> _Instrucción 1_
Resume en forma de lista el párrafo del artículo sobre el atentado de ETA que comienza con "En estos momentos sería mezquino" y conserva sus hechos principales.
> _Instrucción 2_
Reproduce al pie de la letra el fragmento del artículo sobre el atentado de ETA que empieza en "La tragedia tantas" y termina en "a los terroristas.".
> _Instrucción 3_
Según el artículo sobre el atentado de ETA, ¿en qué institución habían ingresado las dos víctimas?

> _Fragmento del documento_
------------------------

La tragedia tantas veces imaginada en los últimos meses ha
terminado por consumarse en una fría mañana de sábado, en el
sur de Francia. ETA ha vuelto a matar eligiendo como
víctimas a dos servidores del Estado, dos jóvenes que no
hace mucho tiempo tomaron la decisión de consagrar su vida a
defender los derechos y libertades de sus compatriotas y
hacerlo de una de las mejores maneras posibles: ingresando
en la Guardia Civil, una de las instituciones más eficaces y
abnegadas de nuestra democracia.
En estos momentos sería mezquino y muy poco práctico caer en
esa clase de discursos que tanto ayudan a los terroristas.
Me refiero a aquellos discursos que, ya sea para
racionalizar algún resentimiento o bien para buscar réditos
políticos, aplican la goma de borrar a las lindes que
delimitan la absoluta culpabilidad de los asesinos
sugiriendo o denunciando responsabilidades indirectas que
alcancen el ámbito del Estado y sus gobernantes, el de
cualquier partido político legítimo o el de algún sector de
la ciudadanía pacífica. No puedo evitar recordar con
repugnancia a aquellos vociferantes que pocas horas después
de producirse los atentados del 11 de marzo de 2004 se
empecinaban en llamar “asesinos” a varios miembros del
gobierno Aznar. Debemos volver a recordar lo que tanto
tiempo y sufrimiento costó aprender, y lo que parecía
haberse olvidado en los últimos tiempos: en un país
democrático amenazado por minorías involucionistas y
agresivas como ETA (y también las que representan las
ubicuas tramas yihadistas) las fuerzas políticas pacíficas y
legítimas no pueden considerarse entre sí como bandos
enemigos (ni mucho menos tratarse como tales). A su vez,
aunque la cercanía de las elecciones generales pudiera
facilitar una rápida recaída en el navajeo propagandístico
cuando pasen los primeros días de duelo es urgente que
políticos y ciudadanos cobren conciencia de los riesgos que
acarrearía esa deriva. La recuperación de la controversia
electoralista en asuntos de terrorismo podría aumentar los
incentivos para cometer nuevos y más letales atentados al
incrementar primeramente el potencial desestabilizador de
tales actos. Por eso mismo, y aunque es seguro que alguien
deseará hacerlo, esperemos que nadie se atreva ahora a
culpar al actual gobierno el atentado del pasado sábado. No
debiera hacer falta, pero conviene afirmar con rotundidad
que el actual gobierno no puede ser responsabilizado de la
violencia de ETA, como tampoco pudo culparse de la misma a
los gobiernos de Aznar, González o Suárez. Las
responsabilidades que cabe exigir a nuestros gobernantes en
relación al tratamiento del asunto etarra son otras.

------------------------

> _Datos extraídos_
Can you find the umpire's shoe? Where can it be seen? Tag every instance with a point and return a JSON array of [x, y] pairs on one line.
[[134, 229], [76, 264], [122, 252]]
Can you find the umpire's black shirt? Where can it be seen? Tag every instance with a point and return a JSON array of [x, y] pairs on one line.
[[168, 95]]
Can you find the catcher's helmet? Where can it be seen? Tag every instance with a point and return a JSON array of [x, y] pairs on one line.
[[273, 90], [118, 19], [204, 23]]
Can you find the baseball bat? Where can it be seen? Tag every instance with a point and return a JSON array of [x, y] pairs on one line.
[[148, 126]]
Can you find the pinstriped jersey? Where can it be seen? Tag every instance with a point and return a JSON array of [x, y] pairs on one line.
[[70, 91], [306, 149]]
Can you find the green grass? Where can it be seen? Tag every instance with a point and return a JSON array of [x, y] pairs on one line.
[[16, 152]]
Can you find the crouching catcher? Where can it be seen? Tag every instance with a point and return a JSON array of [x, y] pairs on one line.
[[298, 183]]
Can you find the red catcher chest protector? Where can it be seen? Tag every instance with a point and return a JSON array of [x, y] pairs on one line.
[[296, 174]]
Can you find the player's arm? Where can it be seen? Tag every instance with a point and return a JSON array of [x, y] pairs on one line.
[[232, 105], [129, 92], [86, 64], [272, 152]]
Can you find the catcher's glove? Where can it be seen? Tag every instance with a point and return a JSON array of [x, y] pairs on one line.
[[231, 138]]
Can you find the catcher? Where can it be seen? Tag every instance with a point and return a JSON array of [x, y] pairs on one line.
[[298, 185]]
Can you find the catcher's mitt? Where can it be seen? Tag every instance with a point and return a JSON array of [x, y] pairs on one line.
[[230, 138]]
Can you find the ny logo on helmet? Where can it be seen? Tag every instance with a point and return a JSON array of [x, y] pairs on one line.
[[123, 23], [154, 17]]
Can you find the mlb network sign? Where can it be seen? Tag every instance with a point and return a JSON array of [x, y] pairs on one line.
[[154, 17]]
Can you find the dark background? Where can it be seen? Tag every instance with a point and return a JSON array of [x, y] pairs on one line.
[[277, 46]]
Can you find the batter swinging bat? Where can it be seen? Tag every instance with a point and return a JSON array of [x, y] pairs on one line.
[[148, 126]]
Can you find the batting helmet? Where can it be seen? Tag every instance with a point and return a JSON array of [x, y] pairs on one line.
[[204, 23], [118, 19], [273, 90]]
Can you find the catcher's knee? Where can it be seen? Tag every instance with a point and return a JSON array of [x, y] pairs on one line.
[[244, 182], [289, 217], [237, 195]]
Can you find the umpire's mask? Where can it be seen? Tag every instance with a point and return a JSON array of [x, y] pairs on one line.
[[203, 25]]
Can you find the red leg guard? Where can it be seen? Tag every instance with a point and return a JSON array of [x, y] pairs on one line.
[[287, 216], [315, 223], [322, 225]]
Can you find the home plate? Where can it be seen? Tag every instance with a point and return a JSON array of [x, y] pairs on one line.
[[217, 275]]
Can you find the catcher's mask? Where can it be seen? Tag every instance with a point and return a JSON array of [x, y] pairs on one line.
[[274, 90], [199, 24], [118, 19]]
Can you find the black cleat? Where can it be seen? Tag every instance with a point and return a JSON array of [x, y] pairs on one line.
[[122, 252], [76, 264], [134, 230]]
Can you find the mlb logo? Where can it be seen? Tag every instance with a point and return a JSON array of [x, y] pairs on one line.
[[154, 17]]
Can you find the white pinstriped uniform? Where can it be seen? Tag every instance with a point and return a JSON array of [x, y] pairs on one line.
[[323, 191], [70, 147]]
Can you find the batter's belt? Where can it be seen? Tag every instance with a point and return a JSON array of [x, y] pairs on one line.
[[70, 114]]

------------------------

> _Respuesta 1_
- Sería mezquino y poco práctico recurrir a discursos que ayudan a los terroristas: los que, por resentimiento o por réditos políticos, borran los límites de la culpa absoluta de los asesinos. Lo hacen al atribuir responsabilidades indirectas al Estado y sus gobernantes, a partidos legítimos o a la ciudadanía pacífica.
- Se recuerda con repugnancia a quienes, horas después de los atentados del 11 de marzo de 2004, llamaban "asesinos" a miembros del gobierno Aznar.
- En un país democrático amenazado por minorías agresivas como ETA o las tramas yihadistas, las fuerzas políticas pacíficas y legítimas no pueden considerarse bandos enemigos.
- Aunque la cercanía de las elecciones generales favorezca el navajeo propagandístico, urge tomar conciencia de sus riesgos.
- La controversia electoralista sobre terrorismo podría aumentar los incentivos para cometer atentados más letales, porque incrementaría su potencial desestabilizador.
- El actual gobierno no puede ser culpado del atentado del sábado ni de la violencia de ETA, igual que no lo fueron los gobiernos de Aznar, González o Suárez.
- Las responsabilidades exigibles a los gobernantes respecto al asunto etarra son otras.

> _Respuesta 2_
La tragedia tantas veces imaginada en los últimos meses ha
terminado por consumarse en una fría mañana de sábado, en el
sur de Francia. ETA ha vuelto a matar eligiendo como
víctimas a dos servidores del Estado, dos jóvenes que no
hace mucho tiempo tomaron la decisión de consagrar su vida a
defender los derechos y libertades de sus compatriotas y
hacerlo de una de las mejores maneras posibles: ingresando
en la Guardia Civil, una de las instituciones más eficaces y
abnegadas de nuestra democracia.
En estos momentos sería mezquino y muy poco práctico caer en
esa clase de discursos que tanto ayudan a los terroristas.

> _Respuesta 3_
En la Guardia Civil.